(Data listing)
-- begin --
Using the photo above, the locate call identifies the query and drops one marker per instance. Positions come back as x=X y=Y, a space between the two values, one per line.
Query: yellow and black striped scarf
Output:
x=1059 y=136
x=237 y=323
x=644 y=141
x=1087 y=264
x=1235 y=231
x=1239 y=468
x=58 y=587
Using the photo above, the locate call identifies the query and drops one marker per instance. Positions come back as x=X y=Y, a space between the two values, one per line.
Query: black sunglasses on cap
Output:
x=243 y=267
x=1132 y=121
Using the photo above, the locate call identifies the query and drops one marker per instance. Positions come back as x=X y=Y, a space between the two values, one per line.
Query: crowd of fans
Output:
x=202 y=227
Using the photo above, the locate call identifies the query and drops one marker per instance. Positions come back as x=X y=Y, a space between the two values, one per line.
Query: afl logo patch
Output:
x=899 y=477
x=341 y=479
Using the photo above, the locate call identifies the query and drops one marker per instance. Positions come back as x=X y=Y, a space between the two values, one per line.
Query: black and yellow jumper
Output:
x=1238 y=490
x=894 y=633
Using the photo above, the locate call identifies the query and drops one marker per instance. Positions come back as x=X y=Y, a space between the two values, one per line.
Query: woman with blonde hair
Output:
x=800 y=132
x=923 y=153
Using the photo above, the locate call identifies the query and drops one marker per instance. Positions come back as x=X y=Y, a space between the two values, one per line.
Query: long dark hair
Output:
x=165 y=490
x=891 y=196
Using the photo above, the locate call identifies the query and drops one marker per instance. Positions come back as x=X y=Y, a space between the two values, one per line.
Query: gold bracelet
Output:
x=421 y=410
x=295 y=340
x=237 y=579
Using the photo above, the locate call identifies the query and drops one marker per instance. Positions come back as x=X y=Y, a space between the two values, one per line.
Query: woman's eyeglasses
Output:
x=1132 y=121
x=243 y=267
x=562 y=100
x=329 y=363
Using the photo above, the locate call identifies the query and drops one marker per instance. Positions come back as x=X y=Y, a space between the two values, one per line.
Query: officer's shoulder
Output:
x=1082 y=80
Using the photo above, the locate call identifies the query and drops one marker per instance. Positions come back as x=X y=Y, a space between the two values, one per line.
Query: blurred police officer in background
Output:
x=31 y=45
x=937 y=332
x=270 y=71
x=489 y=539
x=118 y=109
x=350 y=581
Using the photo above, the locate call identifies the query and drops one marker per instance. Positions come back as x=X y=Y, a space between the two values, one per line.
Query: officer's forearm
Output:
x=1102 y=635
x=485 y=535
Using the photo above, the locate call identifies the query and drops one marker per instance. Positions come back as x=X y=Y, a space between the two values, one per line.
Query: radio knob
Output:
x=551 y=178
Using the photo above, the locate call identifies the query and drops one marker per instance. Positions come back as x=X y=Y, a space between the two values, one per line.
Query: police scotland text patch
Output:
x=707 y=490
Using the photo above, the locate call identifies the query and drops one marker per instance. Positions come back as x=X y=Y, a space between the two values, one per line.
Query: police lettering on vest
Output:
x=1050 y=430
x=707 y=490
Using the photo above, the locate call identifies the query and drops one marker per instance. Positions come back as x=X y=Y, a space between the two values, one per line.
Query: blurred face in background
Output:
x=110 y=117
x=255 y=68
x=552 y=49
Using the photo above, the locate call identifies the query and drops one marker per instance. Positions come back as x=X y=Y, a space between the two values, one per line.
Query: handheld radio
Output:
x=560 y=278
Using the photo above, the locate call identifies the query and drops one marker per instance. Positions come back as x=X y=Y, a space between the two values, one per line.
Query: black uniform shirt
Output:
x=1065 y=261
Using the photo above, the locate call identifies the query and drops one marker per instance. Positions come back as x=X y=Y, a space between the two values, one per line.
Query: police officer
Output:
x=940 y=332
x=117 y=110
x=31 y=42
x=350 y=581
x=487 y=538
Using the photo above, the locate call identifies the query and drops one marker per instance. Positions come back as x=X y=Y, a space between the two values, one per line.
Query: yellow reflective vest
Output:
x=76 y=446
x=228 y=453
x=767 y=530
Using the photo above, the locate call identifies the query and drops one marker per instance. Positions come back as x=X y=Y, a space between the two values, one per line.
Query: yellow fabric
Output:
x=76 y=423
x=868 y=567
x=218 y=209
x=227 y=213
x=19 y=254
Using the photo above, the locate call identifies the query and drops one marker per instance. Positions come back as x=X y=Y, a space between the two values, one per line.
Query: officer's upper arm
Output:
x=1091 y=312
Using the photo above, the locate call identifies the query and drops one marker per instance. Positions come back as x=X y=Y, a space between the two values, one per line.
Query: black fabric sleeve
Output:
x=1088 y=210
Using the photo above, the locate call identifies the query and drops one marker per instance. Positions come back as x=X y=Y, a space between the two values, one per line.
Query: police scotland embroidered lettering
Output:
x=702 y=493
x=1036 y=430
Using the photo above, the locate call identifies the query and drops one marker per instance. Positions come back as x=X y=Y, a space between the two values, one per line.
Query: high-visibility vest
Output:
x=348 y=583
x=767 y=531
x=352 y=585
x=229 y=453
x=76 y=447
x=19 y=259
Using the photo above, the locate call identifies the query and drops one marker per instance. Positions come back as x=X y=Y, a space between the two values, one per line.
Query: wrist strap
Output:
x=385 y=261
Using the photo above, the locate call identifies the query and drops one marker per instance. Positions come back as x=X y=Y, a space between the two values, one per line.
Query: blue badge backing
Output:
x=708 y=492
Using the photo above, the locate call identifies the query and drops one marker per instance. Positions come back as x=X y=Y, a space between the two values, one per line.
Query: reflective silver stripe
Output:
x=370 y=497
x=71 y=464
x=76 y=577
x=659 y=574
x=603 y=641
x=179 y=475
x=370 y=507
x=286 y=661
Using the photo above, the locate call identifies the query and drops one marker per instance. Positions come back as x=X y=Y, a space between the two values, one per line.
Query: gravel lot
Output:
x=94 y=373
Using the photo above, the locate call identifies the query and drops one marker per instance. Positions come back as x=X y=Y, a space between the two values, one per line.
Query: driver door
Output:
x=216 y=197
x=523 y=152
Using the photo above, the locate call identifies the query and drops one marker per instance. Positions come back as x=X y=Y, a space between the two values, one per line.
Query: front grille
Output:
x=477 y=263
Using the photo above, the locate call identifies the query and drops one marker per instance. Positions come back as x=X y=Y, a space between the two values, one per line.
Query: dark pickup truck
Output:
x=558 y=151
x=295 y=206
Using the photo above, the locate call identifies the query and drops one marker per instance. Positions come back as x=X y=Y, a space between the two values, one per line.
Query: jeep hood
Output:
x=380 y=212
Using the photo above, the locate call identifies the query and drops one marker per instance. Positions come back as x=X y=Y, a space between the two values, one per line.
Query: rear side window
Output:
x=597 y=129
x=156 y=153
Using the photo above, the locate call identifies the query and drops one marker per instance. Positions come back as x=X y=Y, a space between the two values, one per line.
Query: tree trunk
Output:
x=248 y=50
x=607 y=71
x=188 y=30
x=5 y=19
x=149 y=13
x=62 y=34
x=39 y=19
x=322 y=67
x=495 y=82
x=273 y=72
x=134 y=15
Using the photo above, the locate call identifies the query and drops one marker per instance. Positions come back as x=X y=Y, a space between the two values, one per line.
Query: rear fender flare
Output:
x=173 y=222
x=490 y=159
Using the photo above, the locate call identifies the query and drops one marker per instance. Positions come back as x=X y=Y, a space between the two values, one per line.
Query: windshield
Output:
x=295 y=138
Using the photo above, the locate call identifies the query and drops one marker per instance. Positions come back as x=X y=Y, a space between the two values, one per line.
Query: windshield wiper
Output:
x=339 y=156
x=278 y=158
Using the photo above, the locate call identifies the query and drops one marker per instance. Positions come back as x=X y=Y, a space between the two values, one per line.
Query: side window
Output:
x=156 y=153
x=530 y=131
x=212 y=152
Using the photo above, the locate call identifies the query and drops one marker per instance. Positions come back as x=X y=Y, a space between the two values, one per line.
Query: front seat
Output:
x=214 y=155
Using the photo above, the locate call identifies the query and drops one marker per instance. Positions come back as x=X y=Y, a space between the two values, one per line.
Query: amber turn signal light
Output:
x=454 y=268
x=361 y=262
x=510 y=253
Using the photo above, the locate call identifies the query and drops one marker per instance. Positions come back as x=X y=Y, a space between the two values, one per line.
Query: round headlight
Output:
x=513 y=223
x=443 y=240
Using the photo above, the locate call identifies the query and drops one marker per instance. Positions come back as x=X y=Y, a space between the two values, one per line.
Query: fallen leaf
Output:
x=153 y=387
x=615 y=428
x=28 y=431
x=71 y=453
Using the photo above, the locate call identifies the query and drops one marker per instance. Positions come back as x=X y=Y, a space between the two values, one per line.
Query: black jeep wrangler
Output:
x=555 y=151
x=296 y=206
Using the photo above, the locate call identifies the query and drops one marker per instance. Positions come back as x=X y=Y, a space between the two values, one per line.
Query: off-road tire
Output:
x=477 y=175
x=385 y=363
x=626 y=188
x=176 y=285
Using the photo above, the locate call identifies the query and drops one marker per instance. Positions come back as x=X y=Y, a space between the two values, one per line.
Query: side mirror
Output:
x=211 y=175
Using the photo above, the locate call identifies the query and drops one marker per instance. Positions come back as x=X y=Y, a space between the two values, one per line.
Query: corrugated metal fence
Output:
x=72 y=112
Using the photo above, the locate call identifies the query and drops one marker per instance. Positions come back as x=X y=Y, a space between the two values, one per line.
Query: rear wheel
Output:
-- end --
Exercise goal
Format the lines from the start of the data through the line containing "x=341 y=479", inclusive, as a JSON list of strings with one string per line, omitting any blank lines.

Result for this task
[
  "Using the photo above, the locate call identifies the query and drops one marker per instance. Positions come back as x=X y=Y, a space between the two values, one per line.",
  "Query: yellow and black striped scarf",
  "Output:",
  "x=1059 y=136",
  "x=237 y=323",
  "x=644 y=141",
  "x=1087 y=264",
  "x=1235 y=231",
  "x=1239 y=468",
  "x=58 y=587",
  "Using the photo above, the locate call identifies the query and drops one marker per instance. Positions come back as x=X y=Y, a space between the two values, one per line.",
  "Query: black sunglasses on cap",
  "Output:",
  "x=243 y=267",
  "x=1132 y=121",
  "Using the photo above, the locate call identifies the query and drops one marker per instance. Positions come back as x=X y=Y, a space between the two values, one per line.",
  "Query: crowd of fans",
  "Output:",
  "x=202 y=227",
  "Using the photo above, the locate call identifies the query and drops one marker per instance. Positions come back as x=X y=Y, a space between the two values, one per line.",
  "Query: afl logo patch",
  "Output:",
  "x=899 y=477",
  "x=341 y=479"
]